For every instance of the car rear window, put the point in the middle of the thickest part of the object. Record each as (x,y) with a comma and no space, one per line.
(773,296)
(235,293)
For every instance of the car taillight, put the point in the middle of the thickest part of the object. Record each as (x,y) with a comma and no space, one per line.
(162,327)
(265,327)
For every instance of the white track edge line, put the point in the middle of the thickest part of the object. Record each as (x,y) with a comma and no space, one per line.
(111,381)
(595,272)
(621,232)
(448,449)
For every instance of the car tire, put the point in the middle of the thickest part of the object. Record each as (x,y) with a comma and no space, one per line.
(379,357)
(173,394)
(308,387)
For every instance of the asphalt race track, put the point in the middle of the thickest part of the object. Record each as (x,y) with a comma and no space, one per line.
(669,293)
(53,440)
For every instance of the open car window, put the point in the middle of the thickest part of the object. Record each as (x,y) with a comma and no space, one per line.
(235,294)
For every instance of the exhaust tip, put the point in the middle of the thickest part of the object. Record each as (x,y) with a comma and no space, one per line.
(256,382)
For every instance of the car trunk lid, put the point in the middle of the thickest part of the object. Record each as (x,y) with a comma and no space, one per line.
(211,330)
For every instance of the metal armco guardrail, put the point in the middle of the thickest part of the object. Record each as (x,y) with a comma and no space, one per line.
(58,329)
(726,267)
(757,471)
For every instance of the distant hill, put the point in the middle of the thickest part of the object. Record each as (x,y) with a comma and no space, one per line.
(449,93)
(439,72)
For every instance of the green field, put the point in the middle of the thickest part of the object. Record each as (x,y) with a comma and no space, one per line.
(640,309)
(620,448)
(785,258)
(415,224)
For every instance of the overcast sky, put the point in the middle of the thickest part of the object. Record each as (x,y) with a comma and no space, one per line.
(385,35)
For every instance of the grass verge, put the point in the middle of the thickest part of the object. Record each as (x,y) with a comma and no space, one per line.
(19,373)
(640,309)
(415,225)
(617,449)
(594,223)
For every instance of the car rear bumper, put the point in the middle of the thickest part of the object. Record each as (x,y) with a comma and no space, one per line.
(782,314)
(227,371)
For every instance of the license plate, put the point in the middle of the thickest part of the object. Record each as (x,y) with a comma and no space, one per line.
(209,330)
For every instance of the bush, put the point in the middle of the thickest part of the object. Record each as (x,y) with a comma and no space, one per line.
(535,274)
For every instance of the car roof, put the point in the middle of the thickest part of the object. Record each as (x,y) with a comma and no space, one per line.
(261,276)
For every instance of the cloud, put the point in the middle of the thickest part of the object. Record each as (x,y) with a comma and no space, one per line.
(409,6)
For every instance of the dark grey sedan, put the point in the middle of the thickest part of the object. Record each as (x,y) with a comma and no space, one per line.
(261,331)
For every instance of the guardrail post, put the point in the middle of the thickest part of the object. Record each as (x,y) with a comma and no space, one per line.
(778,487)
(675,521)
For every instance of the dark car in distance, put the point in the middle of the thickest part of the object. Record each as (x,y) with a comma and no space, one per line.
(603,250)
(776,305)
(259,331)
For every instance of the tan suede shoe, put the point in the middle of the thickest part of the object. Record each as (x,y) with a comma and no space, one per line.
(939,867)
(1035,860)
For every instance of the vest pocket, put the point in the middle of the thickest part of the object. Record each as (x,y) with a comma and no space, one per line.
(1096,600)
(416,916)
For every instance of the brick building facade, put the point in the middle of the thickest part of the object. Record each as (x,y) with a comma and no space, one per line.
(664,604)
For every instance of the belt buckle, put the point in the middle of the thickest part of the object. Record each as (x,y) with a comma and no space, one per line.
# # #
# Task requirements
Each line of the material must be restated exactly.

# Correct result
For every instance of the car rear window, put the point in the middle of the thickest part of the object. Record each as (x,y) with a comma and no space, one per line.
(773,296)
(235,293)
For every instance of the car taillight, put the point in the middle of the thickest part of the object. Record each as (x,y) with a comma and no space, one per line.
(162,327)
(265,327)
For every instance of the white track edge line, put the point in the middle of the thickest part of the object. Record each as (x,y) with a comma and no space, one per line.
(111,381)
(595,272)
(621,232)
(448,449)
For every instance of the car tire, put the point in the middle of the thickest part of the object. Record each as (x,y) with a comma and no space, one per line.
(379,357)
(173,394)
(308,387)
For every instance of the asphalt race track, put the point in the middle of the thickest part of the object. Record each as (x,y) with a comma and no space, one per line.
(669,293)
(53,440)
For every instance of the open car window, put the point in the middle of the thickest part of the object. Record each as (x,y) with a comma and no space, one per line.
(235,294)
For every instance of the exhaust tip, put the point in the middle of the thickest part of the object. Record each as (x,y) with a comma and no space, one per line.
(256,382)
For every instance of the car trunk lid, put the point in the middle of the thickest part of the object. Record each as (x,y) with a comma and no space, one per line.
(211,330)
For every instance of the metal armco guardrail, put the point in the middle of the thickest part of the object. Record each as (x,y) with a comma and no space, one per line.
(58,329)
(726,267)
(757,471)
For every instance of the distant hill, put the point in the middle of the thickest part of the object. Record each as (x,y) with a comma and no space, one per line.
(449,93)
(439,72)
For every instance of the green field, put the point in the middle of the thickest part of the object. Record each as (x,y) with a comma and no space, one per line.
(640,309)
(620,448)
(785,258)
(415,224)
For every instance of the overcast sky, put the point in the middle of the thickest part of the object. Record each as (x,y) with a comma and no space, one per line.
(385,35)
For every instance of the grass verge, put the point in the middle of the thickest part of the object. Record each as (x,y) with a comma and no space, one per line.
(19,373)
(640,309)
(415,225)
(617,449)
(594,223)
For every instance of the car rear bumper, put the point in the middle of the thickest part of the object. Record each as (x,y) with a comma and no space, one per line.
(782,314)
(227,371)
For every instance of the license plate, put the point in the middle of the thickest part of the object. Record each as (x,y) with a comma and no space, one per line.
(209,330)
For every instance of the bush, put the point in the middle of the thickest part of the object. Record each as (x,y) with a comma and no space, one per line.
(535,274)
For every instance of the car roof, put the point in the middle of the thickest part of the object. Record each as (x,y) with a comma and no space, one per line.
(261,276)
For every instance of the cloud, put the point in the middle of the thickest part of the object. Record each as (x,y) with a comma and no space, one per line.
(409,6)
For every instance of the dark grey sedan, put the point in the middle of the thickest part of the object. Record each as (x,y) with a comma and no space, one per line.
(261,331)
For every instance of the guardrail post, put the point in the middle of the thickest part of the object. Record each as (x,y) with a comma and no space, one per line.
(778,487)
(675,521)
For every instance of the dark car in distance, put the point in the middle of the thickest part of the object. Record each as (x,y) with a comma and no space, one per line.
(603,250)
(776,305)
(259,331)
For every instance of the tan suede shoe, put the point in the middle of the thickest part of the object. Record each as (x,y) with a comma and no space, one per line.
(939,867)
(1035,860)
For every instance of the vest pocket, put the point in the middle of the thickest part of the object. Record each as (x,y) with a comma and no space, one per line.
(1096,600)
(416,916)
For every instance of the brick building facade, put the point in the middle of the thickest part of the object. Record each as (x,y) with a comma and no space, one per line.
(664,604)
For every instance of the belt buckle, put the point in the middle of the thickest part of the object. Record each as (x,y) with a comma and no space, one per line.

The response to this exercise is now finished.